Task requirements - Reproduce every line of the entries below word for word, leaving out the pictures.

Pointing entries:
——————————
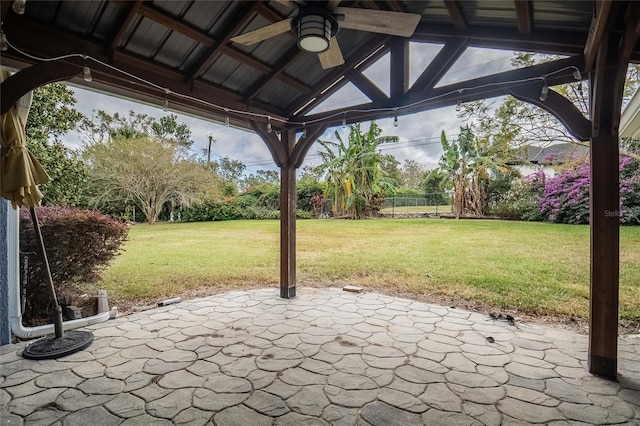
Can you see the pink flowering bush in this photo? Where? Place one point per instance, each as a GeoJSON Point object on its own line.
{"type": "Point", "coordinates": [565, 198]}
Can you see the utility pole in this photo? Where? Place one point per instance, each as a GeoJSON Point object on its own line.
{"type": "Point", "coordinates": [209, 150]}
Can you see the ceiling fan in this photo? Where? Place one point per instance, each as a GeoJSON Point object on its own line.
{"type": "Point", "coordinates": [317, 23]}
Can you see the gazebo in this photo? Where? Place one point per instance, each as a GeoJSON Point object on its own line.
{"type": "Point", "coordinates": [256, 66]}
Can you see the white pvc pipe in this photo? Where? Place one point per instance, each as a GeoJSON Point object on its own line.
{"type": "Point", "coordinates": [13, 281]}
——————————
Solution to this problem -
Can you see the pink flowering bush in this photo? Where? Place one point per instance, each as a GeoJSON Point object on its own line.
{"type": "Point", "coordinates": [565, 198]}
Can you see the utility pole in this photo? Where? Place one point per instance, each as a GeoJSON Point object on its own line.
{"type": "Point", "coordinates": [209, 150]}
Can you see the ceiling fan in this photo? Where? Place one point per instance, each as a GeoJSON Point object on its own line.
{"type": "Point", "coordinates": [317, 23]}
Can you see the gazebo in this photo? Where? Place one point per instance, each as a GeoJSON Point object on its own line.
{"type": "Point", "coordinates": [256, 66]}
Can you see the white pvc pipe in this photo? Where? Place one point per instance, each as a GeoJSON Point object on its own line.
{"type": "Point", "coordinates": [13, 281]}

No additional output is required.